Location identification entries
####################
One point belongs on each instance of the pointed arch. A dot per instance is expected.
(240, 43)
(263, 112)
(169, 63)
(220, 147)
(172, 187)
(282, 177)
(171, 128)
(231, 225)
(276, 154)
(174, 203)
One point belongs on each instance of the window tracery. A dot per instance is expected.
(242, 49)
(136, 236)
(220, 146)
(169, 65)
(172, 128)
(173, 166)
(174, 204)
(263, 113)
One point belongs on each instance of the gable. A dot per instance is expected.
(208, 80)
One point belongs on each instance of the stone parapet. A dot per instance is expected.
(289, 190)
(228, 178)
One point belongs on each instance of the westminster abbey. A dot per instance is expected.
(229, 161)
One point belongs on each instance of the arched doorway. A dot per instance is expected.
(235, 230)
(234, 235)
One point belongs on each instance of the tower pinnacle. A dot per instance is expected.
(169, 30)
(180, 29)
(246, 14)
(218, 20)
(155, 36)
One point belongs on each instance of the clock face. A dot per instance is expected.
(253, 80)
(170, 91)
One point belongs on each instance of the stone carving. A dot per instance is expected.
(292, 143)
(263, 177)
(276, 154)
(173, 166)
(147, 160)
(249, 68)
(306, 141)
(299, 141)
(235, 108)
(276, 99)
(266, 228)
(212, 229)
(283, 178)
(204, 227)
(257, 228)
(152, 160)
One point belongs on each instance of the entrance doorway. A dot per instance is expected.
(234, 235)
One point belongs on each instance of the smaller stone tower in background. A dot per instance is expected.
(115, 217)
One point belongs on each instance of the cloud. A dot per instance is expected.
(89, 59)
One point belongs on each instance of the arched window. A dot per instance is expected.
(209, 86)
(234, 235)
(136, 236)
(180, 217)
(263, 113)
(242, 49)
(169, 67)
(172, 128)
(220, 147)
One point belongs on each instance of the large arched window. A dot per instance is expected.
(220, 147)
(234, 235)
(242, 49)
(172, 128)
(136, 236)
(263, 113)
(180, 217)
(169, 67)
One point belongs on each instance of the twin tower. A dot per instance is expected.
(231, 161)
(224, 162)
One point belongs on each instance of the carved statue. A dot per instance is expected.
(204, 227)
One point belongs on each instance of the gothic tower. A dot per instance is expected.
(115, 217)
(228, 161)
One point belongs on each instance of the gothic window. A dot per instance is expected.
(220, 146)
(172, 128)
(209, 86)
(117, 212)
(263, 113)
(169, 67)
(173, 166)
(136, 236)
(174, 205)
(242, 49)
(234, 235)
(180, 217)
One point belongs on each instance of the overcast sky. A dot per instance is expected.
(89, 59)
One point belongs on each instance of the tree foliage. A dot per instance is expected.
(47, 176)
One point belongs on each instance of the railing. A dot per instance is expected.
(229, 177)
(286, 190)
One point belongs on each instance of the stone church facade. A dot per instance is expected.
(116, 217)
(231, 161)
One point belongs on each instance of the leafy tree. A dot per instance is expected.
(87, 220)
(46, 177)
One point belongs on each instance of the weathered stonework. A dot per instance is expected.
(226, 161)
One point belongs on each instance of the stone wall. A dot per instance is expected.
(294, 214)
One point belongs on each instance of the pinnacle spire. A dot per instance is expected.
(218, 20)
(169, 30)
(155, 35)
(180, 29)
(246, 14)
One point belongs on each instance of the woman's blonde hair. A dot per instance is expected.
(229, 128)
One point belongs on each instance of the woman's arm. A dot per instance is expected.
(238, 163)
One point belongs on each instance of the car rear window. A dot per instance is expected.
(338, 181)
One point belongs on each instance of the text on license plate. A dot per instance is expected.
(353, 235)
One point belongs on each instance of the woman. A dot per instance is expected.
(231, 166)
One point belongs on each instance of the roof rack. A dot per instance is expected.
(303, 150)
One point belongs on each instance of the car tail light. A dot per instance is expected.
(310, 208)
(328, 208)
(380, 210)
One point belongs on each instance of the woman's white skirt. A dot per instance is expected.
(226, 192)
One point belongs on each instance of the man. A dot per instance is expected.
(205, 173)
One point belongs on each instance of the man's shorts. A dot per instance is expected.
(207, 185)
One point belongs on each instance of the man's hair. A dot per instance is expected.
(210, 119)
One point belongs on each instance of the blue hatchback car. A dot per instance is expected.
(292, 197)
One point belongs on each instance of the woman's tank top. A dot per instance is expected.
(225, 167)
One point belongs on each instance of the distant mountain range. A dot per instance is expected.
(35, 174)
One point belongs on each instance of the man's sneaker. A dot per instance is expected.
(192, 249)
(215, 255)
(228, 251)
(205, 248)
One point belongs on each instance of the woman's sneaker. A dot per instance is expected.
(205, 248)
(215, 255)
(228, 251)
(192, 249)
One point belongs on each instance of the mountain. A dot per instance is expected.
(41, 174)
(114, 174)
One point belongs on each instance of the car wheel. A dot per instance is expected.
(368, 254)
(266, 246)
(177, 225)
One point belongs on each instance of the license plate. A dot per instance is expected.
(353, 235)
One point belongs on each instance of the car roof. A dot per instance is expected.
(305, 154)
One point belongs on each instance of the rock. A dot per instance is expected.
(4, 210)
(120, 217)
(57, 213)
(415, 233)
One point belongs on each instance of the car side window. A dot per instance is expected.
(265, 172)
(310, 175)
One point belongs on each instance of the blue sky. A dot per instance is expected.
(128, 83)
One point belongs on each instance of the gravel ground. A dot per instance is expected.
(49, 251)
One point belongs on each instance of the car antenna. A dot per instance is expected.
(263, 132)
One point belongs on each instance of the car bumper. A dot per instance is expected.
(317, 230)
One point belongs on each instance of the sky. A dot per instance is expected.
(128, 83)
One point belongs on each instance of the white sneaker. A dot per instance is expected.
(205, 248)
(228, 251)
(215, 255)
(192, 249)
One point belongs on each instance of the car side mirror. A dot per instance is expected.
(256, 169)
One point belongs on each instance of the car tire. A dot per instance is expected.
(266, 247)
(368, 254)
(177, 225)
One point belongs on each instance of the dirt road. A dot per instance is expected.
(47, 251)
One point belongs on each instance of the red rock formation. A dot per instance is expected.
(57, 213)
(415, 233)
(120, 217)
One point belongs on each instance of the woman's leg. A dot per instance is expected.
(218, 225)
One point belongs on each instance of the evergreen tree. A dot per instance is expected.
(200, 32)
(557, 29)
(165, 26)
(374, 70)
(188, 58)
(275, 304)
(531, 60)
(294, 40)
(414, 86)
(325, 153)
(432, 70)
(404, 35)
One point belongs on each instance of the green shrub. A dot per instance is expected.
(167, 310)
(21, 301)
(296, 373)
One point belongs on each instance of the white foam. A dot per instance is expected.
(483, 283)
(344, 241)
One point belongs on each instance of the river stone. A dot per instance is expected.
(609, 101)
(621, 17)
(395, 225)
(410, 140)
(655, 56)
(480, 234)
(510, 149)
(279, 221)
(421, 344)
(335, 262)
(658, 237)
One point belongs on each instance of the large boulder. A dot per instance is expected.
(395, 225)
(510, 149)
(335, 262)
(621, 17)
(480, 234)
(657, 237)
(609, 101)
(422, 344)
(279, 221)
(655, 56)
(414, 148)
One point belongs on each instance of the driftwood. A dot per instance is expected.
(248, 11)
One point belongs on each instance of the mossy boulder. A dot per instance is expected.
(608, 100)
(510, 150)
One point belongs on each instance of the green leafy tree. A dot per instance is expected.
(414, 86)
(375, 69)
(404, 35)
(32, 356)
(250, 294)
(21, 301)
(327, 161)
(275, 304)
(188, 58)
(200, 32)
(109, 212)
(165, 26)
####################
Exercise instructions: Render every one of the lines above as a two-column CSV with the columns request and points. Each request gets one row, with its text in one quoted field and its answer in another, and line breaks become spaces.

Expected answer:
request,points
"One point belongs on each instance of the pointed arch. A dot per instance is expected.","(240, 43) (263, 112) (169, 63) (220, 147) (172, 187) (282, 177) (171, 128) (231, 225) (276, 154) (174, 203)"
"One point belongs on each instance of the window tracery. A dot per instance is expected.","(242, 49) (136, 236) (220, 146) (169, 65) (172, 128) (173, 166) (174, 204) (263, 113)"
"One point belongs on each instance of the gable. A dot per instance is expected.","(208, 80)"
"One point belongs on each instance of the stone parapet. A dot per instance is expected.","(289, 190) (228, 178)"
"One point belongs on each instance of the westminster abbey. A dot per instance is expected.","(229, 161)"
"One point belongs on each instance of the arched doorway. A dot per instance is expected.","(235, 230) (234, 235)"
"One point belongs on each instance of the tower pinnacle. A dot per instance is expected.","(169, 30) (180, 29) (246, 14) (218, 20) (155, 36)"
"One point belongs on each instance of the clock face. A dot per instance is expected.","(253, 80) (170, 91)"
"One point belongs on each instance of the stone carving. A dot per instance is expected.","(292, 143) (263, 177) (276, 154) (173, 166) (147, 160) (249, 68) (306, 141) (299, 141) (235, 108) (276, 99) (266, 228) (212, 229) (283, 178) (204, 227) (257, 228) (152, 160)"
"One point belongs on each instance of the entrance doorway. A dot per instance is expected.","(234, 235)"
"One point belongs on each instance of the smaller stone tower in background. A dot per instance is expected.","(115, 217)"
"One point belongs on each instance of the cloud. A dot per instance is expected.","(89, 59)"
"One point belongs on each instance of the arched window. A dot per instance is expected.","(209, 86) (234, 235) (136, 236) (180, 217) (263, 113) (242, 49) (169, 67) (172, 128) (220, 147)"
"One point belongs on each instance of the large arched window. A dot per instance is expected.","(220, 147) (234, 235) (242, 49) (172, 128) (136, 236) (263, 113) (180, 217) (169, 67)"
"One point belongs on each instance of the twin tower. A dot per instance is expected.","(231, 161) (224, 162)"
"One point belongs on each instance of the carved statue. A dot per instance is expected.","(204, 227)"
"One point belongs on each instance of the gothic tower. A dot per instance is expected.","(115, 217) (228, 161)"
"One point belongs on each instance of the gothic window. A dot per instance is expected.","(220, 146) (172, 128) (209, 86) (117, 212) (263, 113) (169, 67) (173, 166) (136, 236) (174, 205) (242, 49) (234, 235) (180, 217)"
"One point belongs on each instance of the overcast sky. A dot per instance is expected.","(89, 59)"
"One point belongs on each instance of the tree foliage. A dot per instance is expected.","(47, 176)"
"One point belongs on each instance of the railing. A dot per instance is expected.","(229, 177) (286, 190)"
"One point belongs on each instance of the stone church facade. A dot per instance is expected.","(116, 217) (231, 161)"
"One point belongs on each instance of the leafy tree. A dot per instance is expected.","(87, 220) (46, 177)"
"One point belongs on each instance of the weathered stonework. A dot per instance is expected.","(226, 161)"
"One point belongs on each instance of the stone wall. A dot per instance is expected.","(294, 214)"
"One point belongs on each instance of the pinnacle spire. A dot per instance is expected.","(218, 20) (169, 30) (155, 35) (180, 29) (246, 14)"
"One point belongs on each instance of the woman's blonde hair. A dot per instance is expected.","(229, 128)"
"One point belongs on each instance of the woman's arm. A dot per instance is expected.","(238, 163)"
"One point belongs on each instance of the car rear window. A dot per instance is expected.","(338, 181)"
"One point belongs on each instance of the text on license plate. A dot per instance is expected.","(353, 235)"
"One point belongs on each instance of the woman. A dot per instance is expected.","(231, 166)"
"One point belongs on each instance of the roof rack. A dot per instance is expected.","(303, 150)"
"One point belongs on each instance of the car tail light. A dot per instance is expected.","(310, 208) (328, 208) (380, 210)"
"One point belongs on each instance of the woman's white skirt. A dot per instance is expected.","(226, 192)"
"One point belongs on each instance of the man. A dot per instance is expected.","(205, 173)"
"One point belongs on each instance of the man's shorts. A dot per instance is expected.","(207, 185)"
"One point belongs on each instance of the man's hair. A dot per instance is expected.","(210, 119)"
"One point belongs on each instance of the blue hatchback car. A dot per instance is expected.","(292, 197)"
"One point belongs on each instance of the woman's tank top. A dot per instance is expected.","(225, 167)"
"One point belongs on each instance of the distant mountain range. A dot per instance is expected.","(35, 174)"
"One point belongs on each instance of the man's sneaker. A dot per instance is expected.","(192, 249) (215, 255) (228, 251) (205, 248)"
"One point belongs on each instance of the woman's sneaker. A dot per instance is expected.","(205, 248) (215, 255) (228, 251) (192, 249)"
"One point belongs on each instance of the mountain. A dot per instance is expected.","(41, 174) (114, 174)"
"One point belongs on each instance of the car wheel. A dot per instance is expected.","(368, 254) (266, 246) (177, 225)"
"One point belongs on each instance of the license plate. A dot per instance is expected.","(353, 235)"
"One point belongs on each instance of the car roof. A dot per instance is expected.","(305, 154)"
"One point belongs on each instance of the rock. A dot per instance is expected.","(4, 210) (120, 217) (57, 213) (415, 233)"
"One point belongs on each instance of the car side window. A dot per instance is expected.","(265, 172) (310, 175)"
"One point belongs on each instance of the blue sky. A dot per instance is expected.","(128, 83)"
"One point belongs on each instance of the gravel ground. A dot per instance is expected.","(49, 251)"
"One point belongs on each instance of the car antenna. A dot per instance is expected.","(263, 132)"
"One point belongs on each instance of the car bumper. A dot per instance is expected.","(317, 230)"
"One point belongs on each instance of the sky. A dot per instance is expected.","(128, 83)"
"One point belongs on each instance of the white sneaker. A dot per instance is expected.","(205, 248) (228, 251) (215, 255) (192, 249)"
"One point belongs on each instance of the car side mirror. A dot per instance is expected.","(256, 169)"
"One point belongs on each instance of the car tire. A dot per instance is expected.","(266, 247) (368, 254) (177, 225)"
"One point belongs on each instance of the dirt road. A dot per instance is expected.","(47, 251)"
"One point belongs on each instance of the red rock formation. A dot per instance is expected.","(57, 213) (415, 233) (120, 217)"
"One point belongs on each instance of the woman's leg. A dot per instance is expected.","(218, 225)"
"One point belongs on each instance of the evergreen tree. A dot per instance is expected.","(200, 32) (557, 29) (165, 26) (374, 70) (188, 58) (275, 304) (531, 60) (294, 40) (414, 86) (325, 153) (432, 70) (404, 35)"
"One point belongs on each instance of the green shrub. A dot per instance is expected.","(167, 310) (21, 301) (296, 373)"
"One point belongs on each instance of the white foam. A dot per instance is expected.","(483, 283) (344, 241)"
"One point belongs on each instance of the river stone. A dot per instance is expected.","(609, 101) (621, 17) (395, 225) (410, 140) (655, 56) (480, 234) (510, 149) (279, 221) (421, 344) (335, 262) (658, 237)"
"One point belongs on each instance of the large boulder. A dot per instance is expected.","(395, 225) (510, 149) (335, 262) (621, 17) (480, 234) (657, 237) (609, 101) (422, 344) (279, 221) (655, 56) (414, 148)"
"One point belongs on each instance of the driftwood. A dot per instance is expected.","(248, 11)"
"One point belongs on each instance of the mossy boulder. A dot per instance is expected.","(608, 100) (510, 150)"
"One point belongs on each instance of the green leafy tree. A dot per instance is expected.","(414, 86) (375, 69) (404, 35) (32, 356) (250, 294) (21, 301) (327, 161) (275, 304) (188, 58) (200, 32) (109, 212) (165, 26)"